## Enunciado da tarefa
Pode reproduzir o trecho do texto sobre a exoneração no Ipea que abre com as palavras "A informação foi" e fecha com "para a saúde.", trocando "instituto" por "órgão"?

━━ Texto apresentado ━━

Coautora de um artigo crítico publicado pelo Ipea (Instituto de Pesquisa Econômica Aplicada) sobre o projeto do governo que altera a Constituição para limitar gastos públicos pelos próximos 20 anos, a pesquisadora Fabiola Sulpino Vieira pediu exoneração do cargo de coordenadora da área de saúde da instituição.

A informação foi confirmada pelo Ipea à BBC Brasil nesta quinta-feira, dois dias após o presidente do instituto, Ernesto Lozardo, enviar nota pública contestando a posição da pesquisadora e declarando apoio do instituto à PEC (Proposta de Emenda Constitucional) 241 - apresentada como principal projeto do governo Temer contra a crise econômica.

O gesto foi visto com surpresa por parte dos servidores da instituição, que classificaram a exoneração como fruto de "pressão interna" e "intimidação" - o instituto nega e ressalta que o pedido partiu da ex-coordenadora.

A nota técnica que foi alvo da controvérsia, publicada em setembro e assinada por Vieira com o pesquisador Rodrigo Benevides, aponta que a proposta aprovada pela Câmara dos Deputados na última segunda-feira pode resultar em perdas de até R$ 743 bilhões para a saúde.

Para os autores, a PEC parte do "pressuposto equivocado de que os recursos públicos para a saúde já estão em níveis adequados" e "impactará negativamente o financiamento e a garantia do direito à saúde no Brasil".

━━━
━━ Extratos da listagem ━━

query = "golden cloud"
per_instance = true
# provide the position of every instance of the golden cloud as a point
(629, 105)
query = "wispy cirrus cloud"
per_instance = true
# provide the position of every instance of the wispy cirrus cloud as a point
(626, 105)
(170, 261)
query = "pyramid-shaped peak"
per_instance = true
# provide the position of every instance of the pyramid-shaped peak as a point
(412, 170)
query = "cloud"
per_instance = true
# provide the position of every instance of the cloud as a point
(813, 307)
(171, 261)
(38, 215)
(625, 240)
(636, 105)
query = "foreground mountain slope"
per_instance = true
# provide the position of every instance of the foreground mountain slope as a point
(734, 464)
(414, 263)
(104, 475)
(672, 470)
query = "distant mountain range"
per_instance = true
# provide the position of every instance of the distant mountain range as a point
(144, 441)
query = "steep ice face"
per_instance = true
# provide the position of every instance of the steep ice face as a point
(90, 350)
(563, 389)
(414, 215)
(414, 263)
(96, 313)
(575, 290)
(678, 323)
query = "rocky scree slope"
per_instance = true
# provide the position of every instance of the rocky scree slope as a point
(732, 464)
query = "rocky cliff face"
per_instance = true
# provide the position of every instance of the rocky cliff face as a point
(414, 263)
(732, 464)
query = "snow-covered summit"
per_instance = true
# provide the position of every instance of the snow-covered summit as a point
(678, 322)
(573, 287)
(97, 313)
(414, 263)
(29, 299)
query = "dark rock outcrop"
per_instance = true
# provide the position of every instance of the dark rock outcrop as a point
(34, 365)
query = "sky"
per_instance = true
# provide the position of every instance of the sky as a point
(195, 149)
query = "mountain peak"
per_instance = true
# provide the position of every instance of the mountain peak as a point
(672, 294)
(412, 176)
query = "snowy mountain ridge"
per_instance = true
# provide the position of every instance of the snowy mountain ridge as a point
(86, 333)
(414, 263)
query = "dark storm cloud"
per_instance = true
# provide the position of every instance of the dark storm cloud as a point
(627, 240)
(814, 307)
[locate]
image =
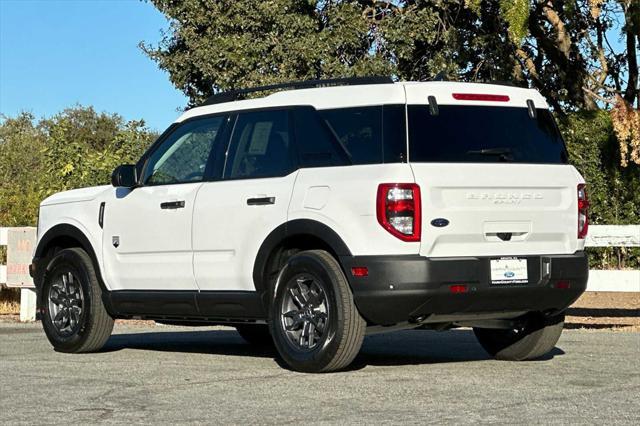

━━━

## Resposta
A informação foi confirmada pelo Ipea à BBC Brasil nesta quinta-feira, dois dias após o presidente do órgão, Ernesto Lozardo, enviar nota pública contestando a posição da pesquisadora e declarando apoio do órgão à PEC (Proposta de Emenda Constitucional) 241 - apresentada como principal projeto do governo Temer contra a crise econômica.

O gesto foi visto com surpresa por parte dos servidores da instituição, que classificaram a exoneração como fruto de "pressão interna" e "intimidação" - o órgão nega e ressalta que o pedido partiu da ex-coordenadora.

A nota técnica que foi alvo da controvérsia, publicada em setembro e assinada por Vieira com o pesquisador Rodrigo Benevides, aponta que a proposta aprovada pela Câmara dos Deputados na última segunda-feira pode resultar em perdas de até R$ 743 bilhões para a saúde.